But still, there are some deaths that may well remain permanent. The best and most widely accepted guess at this stage is that anyone who died before Thanos activated the Gauntlet -- Loki, Heimdall, Vision and Gamora mainly -- will likely stay dead (some folks believe that Gamora is trapped in the Soul Stone, but I think for dramatic purposes her loss has to really count).
Yet it's also widely believed that most, if not all, of the people who vanished when Thanos snapped his fingers have a good chance of being restored when our heroes figure out a way to reverse what the Mad Titan has done. But at what cost?
It's been pointed out that it's no coincidence that the original Avengers -- Stark, Cap, Thor, Hulk and Black Widow (and almost certainly Hawkeye, although we have yet to see him) -- made it intact through Thanos' mass slaughter, along with random others like Rocket, Nebula and War Machine (there are also some surviving Asgardians out there, including possibly Valkyrie). So it's the original core of heroes who will save the universe...but don't be surprised if some of them sacrifice themselves in the process.
Avengers 4 may well be about many of the first heroes we met in the MCU -- almost certainly Tony Stark and Steve Rogers -- laying down their lives for the next generation of heroes to take the wheel and protect the universe they just saved. There is some criticism that most of the deaths in Infinity War, like Black Panther's, don't matter because you know a number of these characters are coming back. But they do matter, because it's not about whether they come back but how, and at what price.
"I went forward in time to see all the possible outcomes." "Did we win any?"
There are two more variables to consider before we get to Avengers 4, and they are Ant-Man and the Wasp and Captain Marvel.

____________________

### REQUIRED WORK
A. According to the text about deaths in Infinity War, which four characters who died before Thanos activated the Gauntlet are likely to stay dead?
B. Carry on the text about Avengers 4, picking up right after its final sentence.

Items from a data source

____________________

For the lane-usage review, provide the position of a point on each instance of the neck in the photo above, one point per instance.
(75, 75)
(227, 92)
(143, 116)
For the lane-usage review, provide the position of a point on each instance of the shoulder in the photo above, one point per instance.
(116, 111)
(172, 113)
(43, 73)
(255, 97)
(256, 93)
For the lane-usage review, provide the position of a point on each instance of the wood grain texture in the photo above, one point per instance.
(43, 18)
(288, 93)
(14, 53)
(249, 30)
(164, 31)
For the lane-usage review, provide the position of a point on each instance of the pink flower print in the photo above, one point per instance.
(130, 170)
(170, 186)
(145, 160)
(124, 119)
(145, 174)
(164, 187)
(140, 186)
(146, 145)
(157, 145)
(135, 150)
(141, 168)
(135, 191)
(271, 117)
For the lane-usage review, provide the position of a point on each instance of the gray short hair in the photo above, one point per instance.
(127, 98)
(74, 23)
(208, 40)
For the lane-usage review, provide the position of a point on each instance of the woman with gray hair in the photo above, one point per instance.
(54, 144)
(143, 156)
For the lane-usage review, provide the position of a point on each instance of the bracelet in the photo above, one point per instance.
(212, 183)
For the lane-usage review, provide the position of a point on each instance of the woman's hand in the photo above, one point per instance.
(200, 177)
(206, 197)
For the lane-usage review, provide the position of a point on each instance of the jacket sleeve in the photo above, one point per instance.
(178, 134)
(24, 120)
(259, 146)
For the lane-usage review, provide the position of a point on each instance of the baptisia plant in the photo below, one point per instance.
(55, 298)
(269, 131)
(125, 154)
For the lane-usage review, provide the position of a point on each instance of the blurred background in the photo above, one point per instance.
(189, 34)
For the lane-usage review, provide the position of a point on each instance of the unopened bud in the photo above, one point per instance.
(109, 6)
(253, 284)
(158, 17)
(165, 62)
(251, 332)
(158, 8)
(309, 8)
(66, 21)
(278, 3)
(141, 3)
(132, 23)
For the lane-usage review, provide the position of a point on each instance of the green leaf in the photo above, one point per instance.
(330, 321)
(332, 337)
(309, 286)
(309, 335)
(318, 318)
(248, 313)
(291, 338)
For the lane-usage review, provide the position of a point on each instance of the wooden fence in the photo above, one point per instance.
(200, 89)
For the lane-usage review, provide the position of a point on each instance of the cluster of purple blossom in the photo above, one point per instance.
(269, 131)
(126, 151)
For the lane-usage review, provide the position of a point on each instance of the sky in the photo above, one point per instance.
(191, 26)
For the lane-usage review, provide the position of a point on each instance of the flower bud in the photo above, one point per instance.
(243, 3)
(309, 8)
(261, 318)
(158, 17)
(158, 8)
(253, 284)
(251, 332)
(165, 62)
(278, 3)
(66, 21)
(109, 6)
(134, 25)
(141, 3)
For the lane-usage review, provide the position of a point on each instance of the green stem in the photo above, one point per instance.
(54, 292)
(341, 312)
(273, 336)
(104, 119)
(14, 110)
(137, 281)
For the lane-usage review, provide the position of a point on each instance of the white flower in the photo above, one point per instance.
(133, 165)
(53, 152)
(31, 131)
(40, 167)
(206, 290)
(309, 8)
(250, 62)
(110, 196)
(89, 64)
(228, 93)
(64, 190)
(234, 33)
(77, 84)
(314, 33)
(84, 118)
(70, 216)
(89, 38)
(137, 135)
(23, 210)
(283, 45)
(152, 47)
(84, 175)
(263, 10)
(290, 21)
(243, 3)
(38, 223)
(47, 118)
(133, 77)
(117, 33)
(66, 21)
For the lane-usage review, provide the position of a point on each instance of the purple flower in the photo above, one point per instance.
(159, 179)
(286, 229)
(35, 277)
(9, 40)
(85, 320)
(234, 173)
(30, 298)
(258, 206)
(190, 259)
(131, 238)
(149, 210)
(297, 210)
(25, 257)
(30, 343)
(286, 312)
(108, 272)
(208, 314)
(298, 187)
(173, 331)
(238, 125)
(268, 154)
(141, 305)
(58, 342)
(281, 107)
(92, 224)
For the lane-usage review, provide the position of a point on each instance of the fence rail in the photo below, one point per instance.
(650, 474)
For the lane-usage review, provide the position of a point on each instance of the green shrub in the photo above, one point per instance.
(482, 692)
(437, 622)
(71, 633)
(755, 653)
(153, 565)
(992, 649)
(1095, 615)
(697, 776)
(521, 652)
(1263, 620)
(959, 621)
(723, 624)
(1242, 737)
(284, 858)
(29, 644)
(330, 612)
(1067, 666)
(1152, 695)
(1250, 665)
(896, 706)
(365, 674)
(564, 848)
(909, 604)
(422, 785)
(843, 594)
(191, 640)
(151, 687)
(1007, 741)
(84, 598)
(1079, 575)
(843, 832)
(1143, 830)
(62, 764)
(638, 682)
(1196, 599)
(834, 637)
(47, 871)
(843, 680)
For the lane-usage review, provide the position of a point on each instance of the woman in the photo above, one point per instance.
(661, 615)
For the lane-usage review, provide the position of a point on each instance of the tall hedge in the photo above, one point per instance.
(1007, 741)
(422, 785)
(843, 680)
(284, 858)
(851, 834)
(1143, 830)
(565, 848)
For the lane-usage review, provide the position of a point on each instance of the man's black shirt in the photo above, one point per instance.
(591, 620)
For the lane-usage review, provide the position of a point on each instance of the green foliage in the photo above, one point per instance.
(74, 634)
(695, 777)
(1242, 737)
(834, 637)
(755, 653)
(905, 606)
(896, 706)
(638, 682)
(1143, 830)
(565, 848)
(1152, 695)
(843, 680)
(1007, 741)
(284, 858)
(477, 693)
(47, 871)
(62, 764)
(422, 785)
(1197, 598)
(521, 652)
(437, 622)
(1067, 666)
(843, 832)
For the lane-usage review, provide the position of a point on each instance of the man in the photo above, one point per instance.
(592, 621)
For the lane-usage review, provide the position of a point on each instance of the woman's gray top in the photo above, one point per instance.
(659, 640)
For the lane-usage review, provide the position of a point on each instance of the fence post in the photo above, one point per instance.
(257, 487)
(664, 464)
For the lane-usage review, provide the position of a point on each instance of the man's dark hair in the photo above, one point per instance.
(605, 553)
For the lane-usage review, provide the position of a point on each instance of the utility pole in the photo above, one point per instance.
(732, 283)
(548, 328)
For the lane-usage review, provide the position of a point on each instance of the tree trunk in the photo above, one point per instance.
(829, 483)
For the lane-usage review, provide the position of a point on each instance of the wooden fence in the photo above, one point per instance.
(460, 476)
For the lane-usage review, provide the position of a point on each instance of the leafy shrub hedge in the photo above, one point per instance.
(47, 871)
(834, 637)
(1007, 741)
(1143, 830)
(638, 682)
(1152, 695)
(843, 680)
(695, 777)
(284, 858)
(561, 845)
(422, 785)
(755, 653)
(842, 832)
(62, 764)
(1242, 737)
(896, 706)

____________________

### TASK RESPONSES
A. Loki, Heimdall, Vision and Gamora.

B.
Ant-Man and the Wasp comes out in July, and we already know that a good chunk of the plot will involve Scott Lang (Paul Rudd) and newly minted Wasp Hope Van Dyne (Evangeline Lilly) probing deeper into the Quantum Realm to find the original Wasp, Hope's mother Janet (Michelle Pfeiffer).
The Quantum Realm is a microverse, an alternate dimension really, where time and space are not relevant and the normal laws of reality may not apply. We also know that Doctor Strange can access other dimensions through magic. Can he somehow access the Quantum Realm? Will the Quantum Realm somehow tie into the events of Avengers 4? Perhaps everyone who gets "dusted" by Thanos is actually transported there. Or perhaps the Realm is the gateway to another reality where all those people still exist.
Since we know that Ant-Man and the Wasp will both appear in Avengers 4, don't be surprised if their new movie ends with some sort of revelation involving just what we described above (the film is set just before the events of Infinity War).
Then we're onto March 2019 and the arrival of Captain Marvel, a.k.a. Carol Danvers (Brie Larson), an Air Force pilot who turns into one of the most powerful beings in the universe thanks to the introduction of Kree DNA into her system.
Her first solo film is set in the 1990s and needs to address two queries: where has she been for the next 20 or 25 years until Fury sends his distress call, and what if any impact does the Kree-Skrull War -- a conflict between two alien races that Carol and Earth get caught up in -- has on future events.
It seems certain that the Avengers will need Captain Marvel's considerable powers to help them physically defeat Thanos, while the Quantum Realm and Ant-Man's knowledge of it (combined with that of Strange) may hold the key to restoring reality or reversing time in tandem with the Infinity Stones.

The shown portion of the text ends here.